## Work instruction
Only lines holding "shirt" are wanted; copy each of them from the records below.

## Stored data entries
● ● ● ●

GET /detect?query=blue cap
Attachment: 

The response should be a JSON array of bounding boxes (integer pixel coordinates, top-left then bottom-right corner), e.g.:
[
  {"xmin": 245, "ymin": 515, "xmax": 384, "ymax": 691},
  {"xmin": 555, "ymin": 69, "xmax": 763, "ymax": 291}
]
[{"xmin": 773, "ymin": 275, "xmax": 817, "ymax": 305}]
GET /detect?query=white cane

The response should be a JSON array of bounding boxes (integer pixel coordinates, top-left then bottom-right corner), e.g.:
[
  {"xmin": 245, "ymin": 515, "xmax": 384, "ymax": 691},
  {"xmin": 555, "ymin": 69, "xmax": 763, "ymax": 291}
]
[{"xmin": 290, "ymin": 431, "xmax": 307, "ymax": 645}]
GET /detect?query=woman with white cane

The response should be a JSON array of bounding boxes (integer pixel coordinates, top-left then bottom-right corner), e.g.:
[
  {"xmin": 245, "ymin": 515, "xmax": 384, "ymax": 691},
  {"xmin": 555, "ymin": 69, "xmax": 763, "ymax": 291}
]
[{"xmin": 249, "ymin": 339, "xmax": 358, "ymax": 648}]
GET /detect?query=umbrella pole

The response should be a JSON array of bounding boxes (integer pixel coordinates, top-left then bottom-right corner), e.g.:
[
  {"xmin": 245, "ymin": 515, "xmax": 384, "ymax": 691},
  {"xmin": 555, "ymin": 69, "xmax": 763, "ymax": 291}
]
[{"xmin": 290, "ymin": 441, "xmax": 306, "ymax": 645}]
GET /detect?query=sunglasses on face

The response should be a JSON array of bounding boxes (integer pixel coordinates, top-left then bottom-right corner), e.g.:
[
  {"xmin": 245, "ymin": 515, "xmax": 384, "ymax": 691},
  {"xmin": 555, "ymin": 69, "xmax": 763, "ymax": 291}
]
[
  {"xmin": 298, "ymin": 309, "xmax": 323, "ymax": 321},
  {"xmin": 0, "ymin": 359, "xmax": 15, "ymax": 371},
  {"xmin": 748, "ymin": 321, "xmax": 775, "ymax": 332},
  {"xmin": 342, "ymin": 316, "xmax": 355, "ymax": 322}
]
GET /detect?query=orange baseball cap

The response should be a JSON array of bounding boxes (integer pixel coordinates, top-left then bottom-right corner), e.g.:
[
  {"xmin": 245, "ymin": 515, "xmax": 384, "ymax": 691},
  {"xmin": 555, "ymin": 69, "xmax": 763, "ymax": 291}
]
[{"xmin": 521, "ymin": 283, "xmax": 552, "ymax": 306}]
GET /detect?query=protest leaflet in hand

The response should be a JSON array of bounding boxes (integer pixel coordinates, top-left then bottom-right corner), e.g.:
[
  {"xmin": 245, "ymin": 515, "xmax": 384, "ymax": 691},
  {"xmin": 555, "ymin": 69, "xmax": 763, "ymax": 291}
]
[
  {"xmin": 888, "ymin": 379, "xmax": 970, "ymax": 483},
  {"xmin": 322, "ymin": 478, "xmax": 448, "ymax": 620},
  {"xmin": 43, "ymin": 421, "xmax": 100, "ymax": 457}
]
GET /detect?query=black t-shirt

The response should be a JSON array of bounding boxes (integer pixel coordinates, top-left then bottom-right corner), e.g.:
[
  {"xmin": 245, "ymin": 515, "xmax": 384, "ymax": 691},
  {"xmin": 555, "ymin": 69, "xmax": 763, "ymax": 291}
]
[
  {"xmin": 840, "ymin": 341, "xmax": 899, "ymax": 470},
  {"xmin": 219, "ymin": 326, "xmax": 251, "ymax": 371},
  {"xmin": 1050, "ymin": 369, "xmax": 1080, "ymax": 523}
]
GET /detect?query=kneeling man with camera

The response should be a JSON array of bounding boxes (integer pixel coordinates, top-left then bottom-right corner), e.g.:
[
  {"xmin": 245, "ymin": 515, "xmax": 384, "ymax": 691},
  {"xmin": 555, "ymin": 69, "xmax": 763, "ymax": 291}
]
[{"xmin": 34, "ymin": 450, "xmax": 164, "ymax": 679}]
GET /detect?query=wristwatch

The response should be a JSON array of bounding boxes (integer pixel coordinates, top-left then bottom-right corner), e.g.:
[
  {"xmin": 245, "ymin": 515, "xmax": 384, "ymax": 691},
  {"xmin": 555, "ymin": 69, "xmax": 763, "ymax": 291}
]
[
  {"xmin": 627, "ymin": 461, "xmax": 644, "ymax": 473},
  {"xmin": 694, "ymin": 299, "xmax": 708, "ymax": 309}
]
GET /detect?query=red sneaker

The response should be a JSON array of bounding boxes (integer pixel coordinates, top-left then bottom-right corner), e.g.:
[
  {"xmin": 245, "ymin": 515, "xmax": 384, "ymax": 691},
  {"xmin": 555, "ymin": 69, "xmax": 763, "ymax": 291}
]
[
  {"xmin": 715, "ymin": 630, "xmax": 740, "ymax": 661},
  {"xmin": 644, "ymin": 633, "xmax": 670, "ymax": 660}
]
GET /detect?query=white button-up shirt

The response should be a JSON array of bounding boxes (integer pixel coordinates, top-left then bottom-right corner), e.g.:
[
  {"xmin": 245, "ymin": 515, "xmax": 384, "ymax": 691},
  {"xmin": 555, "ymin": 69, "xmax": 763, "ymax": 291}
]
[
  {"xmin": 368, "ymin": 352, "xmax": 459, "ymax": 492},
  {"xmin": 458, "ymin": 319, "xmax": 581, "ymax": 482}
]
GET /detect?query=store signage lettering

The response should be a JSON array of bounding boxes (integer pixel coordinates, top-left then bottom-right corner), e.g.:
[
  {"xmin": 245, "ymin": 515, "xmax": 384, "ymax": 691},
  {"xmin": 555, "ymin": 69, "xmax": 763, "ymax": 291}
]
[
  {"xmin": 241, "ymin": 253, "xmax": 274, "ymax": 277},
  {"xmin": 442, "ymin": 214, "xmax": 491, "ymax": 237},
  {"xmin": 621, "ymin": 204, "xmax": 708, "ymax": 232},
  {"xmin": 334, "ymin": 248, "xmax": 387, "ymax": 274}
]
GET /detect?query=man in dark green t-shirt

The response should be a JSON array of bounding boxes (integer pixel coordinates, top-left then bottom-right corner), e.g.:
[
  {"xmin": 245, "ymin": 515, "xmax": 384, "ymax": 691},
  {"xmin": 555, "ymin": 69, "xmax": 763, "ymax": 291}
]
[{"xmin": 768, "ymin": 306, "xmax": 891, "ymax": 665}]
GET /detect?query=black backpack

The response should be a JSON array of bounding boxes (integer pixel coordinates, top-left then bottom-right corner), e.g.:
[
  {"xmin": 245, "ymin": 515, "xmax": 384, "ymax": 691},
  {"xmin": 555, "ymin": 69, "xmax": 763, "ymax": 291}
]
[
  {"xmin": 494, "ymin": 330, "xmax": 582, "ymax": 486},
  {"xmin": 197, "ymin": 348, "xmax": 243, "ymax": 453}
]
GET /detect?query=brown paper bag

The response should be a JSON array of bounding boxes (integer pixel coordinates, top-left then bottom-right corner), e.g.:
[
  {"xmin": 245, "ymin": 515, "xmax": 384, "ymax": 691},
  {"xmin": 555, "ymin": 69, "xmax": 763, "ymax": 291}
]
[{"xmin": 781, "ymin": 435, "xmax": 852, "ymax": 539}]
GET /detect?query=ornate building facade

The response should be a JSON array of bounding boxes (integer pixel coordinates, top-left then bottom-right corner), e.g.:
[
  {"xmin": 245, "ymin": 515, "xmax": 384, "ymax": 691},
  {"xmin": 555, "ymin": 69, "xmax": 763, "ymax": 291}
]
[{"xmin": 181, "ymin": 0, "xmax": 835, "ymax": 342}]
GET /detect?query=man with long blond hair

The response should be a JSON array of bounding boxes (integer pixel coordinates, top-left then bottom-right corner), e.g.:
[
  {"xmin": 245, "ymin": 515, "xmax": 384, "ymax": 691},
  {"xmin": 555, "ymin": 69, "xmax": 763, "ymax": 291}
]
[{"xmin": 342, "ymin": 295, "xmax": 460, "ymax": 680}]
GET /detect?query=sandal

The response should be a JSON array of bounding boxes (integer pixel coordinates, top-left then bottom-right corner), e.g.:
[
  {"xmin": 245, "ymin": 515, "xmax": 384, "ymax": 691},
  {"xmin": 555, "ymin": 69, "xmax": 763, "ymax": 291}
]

● ● ● ●

## Your response
GET /detect?query=black t-shirt
GET /detect?query=white button-up shirt
GET /detect?query=man in dark green t-shirt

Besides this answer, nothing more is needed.